__Work task__
Where does the string "tree" appear in the material? Copy each line that holds it.

(Available data Opens)

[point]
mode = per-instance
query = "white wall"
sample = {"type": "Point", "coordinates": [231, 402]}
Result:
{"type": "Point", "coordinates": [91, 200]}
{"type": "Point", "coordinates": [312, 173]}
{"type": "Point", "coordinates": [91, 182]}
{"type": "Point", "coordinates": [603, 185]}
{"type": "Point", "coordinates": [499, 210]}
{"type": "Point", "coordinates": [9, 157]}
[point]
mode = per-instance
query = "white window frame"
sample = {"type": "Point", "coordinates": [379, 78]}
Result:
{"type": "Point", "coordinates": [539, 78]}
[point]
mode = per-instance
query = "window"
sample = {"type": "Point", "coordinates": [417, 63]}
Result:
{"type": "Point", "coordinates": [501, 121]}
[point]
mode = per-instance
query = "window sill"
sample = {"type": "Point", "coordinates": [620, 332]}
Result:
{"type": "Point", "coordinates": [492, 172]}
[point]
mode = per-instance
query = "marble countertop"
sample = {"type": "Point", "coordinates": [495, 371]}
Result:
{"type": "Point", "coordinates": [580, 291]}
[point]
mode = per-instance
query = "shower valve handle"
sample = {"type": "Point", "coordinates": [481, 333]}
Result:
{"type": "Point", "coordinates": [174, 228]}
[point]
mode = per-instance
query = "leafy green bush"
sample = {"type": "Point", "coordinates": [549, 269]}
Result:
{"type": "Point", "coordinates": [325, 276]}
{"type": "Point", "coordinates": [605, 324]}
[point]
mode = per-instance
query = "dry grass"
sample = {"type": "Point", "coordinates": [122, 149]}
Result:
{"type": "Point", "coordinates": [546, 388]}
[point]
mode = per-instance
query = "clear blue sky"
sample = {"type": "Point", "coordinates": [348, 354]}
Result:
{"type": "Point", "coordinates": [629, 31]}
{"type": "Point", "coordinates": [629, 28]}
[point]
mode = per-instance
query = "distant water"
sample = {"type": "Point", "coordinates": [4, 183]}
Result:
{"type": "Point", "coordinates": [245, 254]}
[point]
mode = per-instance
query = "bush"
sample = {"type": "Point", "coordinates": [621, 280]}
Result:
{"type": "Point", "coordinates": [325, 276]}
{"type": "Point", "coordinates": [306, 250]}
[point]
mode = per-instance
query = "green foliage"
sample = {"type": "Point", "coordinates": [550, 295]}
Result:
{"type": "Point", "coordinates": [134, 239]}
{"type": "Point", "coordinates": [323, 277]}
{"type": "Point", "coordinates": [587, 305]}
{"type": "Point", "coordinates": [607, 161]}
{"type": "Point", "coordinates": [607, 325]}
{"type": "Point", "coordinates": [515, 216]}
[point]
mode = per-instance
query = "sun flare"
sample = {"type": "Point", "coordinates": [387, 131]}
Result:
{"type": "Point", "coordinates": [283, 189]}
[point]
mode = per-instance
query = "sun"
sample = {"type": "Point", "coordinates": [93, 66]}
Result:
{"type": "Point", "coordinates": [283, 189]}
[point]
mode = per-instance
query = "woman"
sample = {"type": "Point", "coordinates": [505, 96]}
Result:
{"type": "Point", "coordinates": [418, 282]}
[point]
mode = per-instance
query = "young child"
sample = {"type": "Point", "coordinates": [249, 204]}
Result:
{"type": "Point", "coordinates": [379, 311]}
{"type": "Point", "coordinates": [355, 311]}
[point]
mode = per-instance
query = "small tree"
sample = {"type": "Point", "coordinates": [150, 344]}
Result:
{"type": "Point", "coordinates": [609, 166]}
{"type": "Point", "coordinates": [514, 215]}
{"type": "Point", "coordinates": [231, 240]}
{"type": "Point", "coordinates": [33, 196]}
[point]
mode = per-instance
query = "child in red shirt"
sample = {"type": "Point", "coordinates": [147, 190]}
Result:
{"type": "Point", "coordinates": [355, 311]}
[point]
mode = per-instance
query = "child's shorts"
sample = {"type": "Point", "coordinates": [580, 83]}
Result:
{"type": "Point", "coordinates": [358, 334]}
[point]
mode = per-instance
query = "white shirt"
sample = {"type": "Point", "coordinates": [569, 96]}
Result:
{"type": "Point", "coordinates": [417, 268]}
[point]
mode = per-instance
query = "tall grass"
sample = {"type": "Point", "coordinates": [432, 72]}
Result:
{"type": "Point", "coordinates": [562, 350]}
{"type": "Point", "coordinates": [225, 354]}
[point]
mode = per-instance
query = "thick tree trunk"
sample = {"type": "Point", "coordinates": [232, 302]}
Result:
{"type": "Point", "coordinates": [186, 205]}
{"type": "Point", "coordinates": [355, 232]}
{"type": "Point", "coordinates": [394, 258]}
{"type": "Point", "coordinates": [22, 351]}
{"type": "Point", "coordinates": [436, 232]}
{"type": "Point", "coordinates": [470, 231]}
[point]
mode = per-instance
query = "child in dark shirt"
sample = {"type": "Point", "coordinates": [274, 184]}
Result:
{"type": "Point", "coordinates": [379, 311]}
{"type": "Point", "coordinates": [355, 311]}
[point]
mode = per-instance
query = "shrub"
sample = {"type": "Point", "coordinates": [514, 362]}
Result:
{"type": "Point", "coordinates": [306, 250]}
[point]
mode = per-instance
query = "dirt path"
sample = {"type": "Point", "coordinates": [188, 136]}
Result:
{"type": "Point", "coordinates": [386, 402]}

(Available data Closes)

__Solution below__
query = "small tree"
query = "thick tree trunk"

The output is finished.